▶ Written task
Please quote only the lines that start at the one with "Where can you spot the folded" and go on to the last line of the data, both ends kept.
------ Given records ------
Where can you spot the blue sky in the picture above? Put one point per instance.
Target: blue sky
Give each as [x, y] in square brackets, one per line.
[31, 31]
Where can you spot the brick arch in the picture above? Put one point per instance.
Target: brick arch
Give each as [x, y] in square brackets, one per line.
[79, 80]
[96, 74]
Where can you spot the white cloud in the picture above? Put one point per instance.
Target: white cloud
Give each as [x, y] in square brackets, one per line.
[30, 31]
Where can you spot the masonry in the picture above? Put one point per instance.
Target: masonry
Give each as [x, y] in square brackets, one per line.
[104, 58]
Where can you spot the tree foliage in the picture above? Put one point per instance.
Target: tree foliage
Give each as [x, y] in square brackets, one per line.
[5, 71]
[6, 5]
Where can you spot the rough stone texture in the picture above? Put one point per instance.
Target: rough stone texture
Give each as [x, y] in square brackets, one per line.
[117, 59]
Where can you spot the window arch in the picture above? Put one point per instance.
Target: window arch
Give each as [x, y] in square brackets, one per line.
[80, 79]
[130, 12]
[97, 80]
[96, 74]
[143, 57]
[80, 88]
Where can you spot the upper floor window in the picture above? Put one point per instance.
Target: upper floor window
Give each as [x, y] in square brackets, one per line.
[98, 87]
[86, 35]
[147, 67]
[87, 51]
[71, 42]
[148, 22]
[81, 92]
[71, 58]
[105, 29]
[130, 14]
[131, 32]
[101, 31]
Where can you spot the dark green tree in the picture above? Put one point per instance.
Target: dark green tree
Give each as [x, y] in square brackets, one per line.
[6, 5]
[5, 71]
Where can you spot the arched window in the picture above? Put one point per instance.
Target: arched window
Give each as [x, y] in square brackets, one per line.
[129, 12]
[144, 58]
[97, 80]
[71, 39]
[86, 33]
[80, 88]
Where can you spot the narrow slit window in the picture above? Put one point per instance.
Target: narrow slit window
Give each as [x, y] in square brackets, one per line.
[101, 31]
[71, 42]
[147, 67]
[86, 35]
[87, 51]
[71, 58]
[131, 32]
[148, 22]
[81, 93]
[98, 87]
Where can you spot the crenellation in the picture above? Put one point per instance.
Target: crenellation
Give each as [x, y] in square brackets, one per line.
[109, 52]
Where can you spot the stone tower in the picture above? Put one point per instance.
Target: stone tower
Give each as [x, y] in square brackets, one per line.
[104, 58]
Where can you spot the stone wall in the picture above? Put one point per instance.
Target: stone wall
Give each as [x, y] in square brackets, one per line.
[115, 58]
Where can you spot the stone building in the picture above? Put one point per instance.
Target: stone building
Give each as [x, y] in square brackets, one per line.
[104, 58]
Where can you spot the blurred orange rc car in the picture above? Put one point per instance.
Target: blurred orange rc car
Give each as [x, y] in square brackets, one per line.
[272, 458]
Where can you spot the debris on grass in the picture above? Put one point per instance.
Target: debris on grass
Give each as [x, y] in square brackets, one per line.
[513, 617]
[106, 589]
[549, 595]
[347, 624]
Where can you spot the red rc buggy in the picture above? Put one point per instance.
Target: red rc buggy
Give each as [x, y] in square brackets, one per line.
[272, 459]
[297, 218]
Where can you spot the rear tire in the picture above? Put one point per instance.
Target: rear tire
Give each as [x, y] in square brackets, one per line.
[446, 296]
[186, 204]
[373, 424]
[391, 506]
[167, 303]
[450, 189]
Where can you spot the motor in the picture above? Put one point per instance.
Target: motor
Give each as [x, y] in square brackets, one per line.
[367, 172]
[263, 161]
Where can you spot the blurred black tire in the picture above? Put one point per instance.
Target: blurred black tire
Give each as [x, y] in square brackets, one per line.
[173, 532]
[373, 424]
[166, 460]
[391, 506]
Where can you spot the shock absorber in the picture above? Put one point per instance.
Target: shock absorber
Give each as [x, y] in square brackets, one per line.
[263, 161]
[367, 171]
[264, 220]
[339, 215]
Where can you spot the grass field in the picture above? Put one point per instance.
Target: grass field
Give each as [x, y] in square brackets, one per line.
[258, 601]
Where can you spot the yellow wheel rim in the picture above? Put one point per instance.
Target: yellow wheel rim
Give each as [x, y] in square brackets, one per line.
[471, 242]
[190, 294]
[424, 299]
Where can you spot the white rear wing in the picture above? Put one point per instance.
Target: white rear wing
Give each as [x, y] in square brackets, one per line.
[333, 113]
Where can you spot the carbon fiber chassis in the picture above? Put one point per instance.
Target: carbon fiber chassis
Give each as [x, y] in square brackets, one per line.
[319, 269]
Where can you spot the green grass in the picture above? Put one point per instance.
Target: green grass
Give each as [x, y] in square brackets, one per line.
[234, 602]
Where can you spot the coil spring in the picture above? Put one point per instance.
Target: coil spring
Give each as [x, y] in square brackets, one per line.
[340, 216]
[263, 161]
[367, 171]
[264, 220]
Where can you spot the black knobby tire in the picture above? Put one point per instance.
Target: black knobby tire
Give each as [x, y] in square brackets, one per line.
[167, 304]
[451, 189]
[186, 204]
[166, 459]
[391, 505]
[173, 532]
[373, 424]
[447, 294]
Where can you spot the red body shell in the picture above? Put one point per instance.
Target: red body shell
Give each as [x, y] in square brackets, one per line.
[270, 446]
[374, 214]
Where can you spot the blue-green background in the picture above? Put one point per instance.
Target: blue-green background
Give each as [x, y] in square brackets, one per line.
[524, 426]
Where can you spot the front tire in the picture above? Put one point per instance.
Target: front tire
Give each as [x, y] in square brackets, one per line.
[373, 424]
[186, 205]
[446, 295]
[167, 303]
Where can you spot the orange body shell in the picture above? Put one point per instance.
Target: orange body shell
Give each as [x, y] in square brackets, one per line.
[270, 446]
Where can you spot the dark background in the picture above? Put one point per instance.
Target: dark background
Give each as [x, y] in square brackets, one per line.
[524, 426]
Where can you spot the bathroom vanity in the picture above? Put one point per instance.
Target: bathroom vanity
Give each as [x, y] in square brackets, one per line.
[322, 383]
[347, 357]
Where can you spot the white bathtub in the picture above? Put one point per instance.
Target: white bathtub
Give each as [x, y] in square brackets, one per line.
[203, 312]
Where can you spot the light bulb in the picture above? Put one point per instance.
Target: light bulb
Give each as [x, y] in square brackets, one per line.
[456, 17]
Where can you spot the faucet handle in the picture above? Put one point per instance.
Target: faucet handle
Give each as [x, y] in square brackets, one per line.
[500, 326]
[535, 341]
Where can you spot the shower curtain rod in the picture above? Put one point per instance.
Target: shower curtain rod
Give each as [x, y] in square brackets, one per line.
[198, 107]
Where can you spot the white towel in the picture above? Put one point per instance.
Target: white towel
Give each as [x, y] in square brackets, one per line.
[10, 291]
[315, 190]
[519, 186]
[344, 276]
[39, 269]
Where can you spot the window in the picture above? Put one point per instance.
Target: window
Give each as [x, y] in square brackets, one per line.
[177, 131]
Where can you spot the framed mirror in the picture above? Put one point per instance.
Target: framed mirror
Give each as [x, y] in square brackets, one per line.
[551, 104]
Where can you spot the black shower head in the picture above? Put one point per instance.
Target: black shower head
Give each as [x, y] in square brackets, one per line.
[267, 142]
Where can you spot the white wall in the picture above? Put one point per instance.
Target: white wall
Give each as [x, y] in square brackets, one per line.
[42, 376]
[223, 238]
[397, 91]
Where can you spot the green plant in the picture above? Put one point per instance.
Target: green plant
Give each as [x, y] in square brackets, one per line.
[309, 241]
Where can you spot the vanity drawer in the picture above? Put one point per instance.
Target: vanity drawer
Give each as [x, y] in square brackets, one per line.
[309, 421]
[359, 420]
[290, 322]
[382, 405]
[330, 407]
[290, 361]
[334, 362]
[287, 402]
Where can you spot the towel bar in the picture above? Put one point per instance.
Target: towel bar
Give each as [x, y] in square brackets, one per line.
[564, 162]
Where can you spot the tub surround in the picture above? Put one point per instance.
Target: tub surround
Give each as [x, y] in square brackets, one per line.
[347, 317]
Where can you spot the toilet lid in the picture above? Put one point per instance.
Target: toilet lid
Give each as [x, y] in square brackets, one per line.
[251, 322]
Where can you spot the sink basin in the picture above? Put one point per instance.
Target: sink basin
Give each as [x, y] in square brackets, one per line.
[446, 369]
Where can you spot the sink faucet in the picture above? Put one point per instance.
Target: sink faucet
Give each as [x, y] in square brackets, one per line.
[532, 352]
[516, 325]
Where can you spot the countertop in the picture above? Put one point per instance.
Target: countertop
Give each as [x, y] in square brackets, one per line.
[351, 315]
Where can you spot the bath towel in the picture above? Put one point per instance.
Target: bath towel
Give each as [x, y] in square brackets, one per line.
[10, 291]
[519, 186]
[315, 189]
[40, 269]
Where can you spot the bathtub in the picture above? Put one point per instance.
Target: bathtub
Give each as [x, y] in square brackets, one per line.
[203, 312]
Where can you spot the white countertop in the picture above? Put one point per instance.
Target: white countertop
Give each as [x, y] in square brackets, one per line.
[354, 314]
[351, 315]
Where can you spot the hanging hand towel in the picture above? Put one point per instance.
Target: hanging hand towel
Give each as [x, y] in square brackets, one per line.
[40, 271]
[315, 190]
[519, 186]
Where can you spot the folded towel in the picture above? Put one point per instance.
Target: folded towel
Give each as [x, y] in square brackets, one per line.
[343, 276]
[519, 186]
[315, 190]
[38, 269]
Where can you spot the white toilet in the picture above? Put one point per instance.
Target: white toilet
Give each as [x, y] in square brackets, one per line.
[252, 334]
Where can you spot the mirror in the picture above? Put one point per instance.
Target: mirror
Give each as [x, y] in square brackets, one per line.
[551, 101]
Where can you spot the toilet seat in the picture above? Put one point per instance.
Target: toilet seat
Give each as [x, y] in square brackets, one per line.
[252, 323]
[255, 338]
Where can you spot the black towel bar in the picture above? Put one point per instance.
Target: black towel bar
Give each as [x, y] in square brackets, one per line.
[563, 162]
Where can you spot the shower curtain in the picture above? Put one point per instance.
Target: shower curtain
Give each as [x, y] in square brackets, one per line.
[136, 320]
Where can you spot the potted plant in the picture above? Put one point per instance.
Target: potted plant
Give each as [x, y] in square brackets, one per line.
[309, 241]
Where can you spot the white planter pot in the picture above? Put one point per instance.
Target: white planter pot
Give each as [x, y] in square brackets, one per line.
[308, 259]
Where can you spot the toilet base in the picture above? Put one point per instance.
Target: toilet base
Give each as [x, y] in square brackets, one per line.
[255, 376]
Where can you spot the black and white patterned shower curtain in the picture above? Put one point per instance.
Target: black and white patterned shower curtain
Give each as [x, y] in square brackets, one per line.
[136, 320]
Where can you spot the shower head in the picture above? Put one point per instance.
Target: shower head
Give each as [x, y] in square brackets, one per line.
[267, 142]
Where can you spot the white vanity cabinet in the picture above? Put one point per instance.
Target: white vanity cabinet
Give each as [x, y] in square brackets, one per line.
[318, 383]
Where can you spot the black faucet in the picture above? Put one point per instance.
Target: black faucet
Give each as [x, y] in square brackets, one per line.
------
▶ Response for this exercise
Where can you spot the folded towel in the picture above? Put one point per instance.
Target: folded towel
Give each as [x, y] in square brackets, one per line.
[343, 276]
[519, 186]
[315, 190]
[38, 269]
Where can you spot the white toilet in the picture above? Put one point per instance.
Target: white toilet
Give each as [x, y] in square brackets, one per line.
[252, 334]
Where can you spot the mirror in the picture above? Put one point per instance.
Target: mirror
Give each as [x, y] in square brackets, one per line.
[551, 101]
Where can you spot the toilet seat in the picture above? Put one point per instance.
Target: toilet seat
Give each as [x, y] in square brackets, one per line.
[252, 323]
[255, 338]
Where can you spot the black towel bar in the picture above? Put one point per instance.
Target: black towel bar
Give each as [x, y] in square brackets, one per line.
[563, 162]
Where can you spot the shower curtain in the picture above? Put one point per instance.
Target: shower curtain
Give each as [x, y] in square brackets, one per line.
[136, 320]
Where can you spot the potted plant in the picture above? Put one point per instance.
Target: potted plant
Give each as [x, y] in square brackets, one per line.
[309, 241]
Where can you spot the white planter pot in the picture above? Put one point per instance.
Target: white planter pot
Give each as [x, y] in square brackets, one per line.
[308, 259]
Where can you spot the toilet base in the picture above? Put one point per instance.
Target: toilet base
Give each as [x, y] in square brackets, one per line.
[255, 376]
Where can you spot the black and white patterned shower curtain in the picture above? Put one point per instance.
Target: black and white patterned shower curtain
Give each as [x, y] in square brackets, one per line.
[136, 320]
Where can you spot the shower head in the picture above? Put one point per instance.
Target: shower head
Give each as [x, y] in square brackets, one per line.
[267, 142]
Where can you spot the white vanity cabinet in the picture above? Put one point per instance.
Target: white vanity cabinet
Give each as [x, y] in square brackets, one per line.
[318, 383]
Where can you spot the black faucet in the picture above? Put one point per instance.
Target: black faucet
Give each as [x, y] in square brackets, one per line.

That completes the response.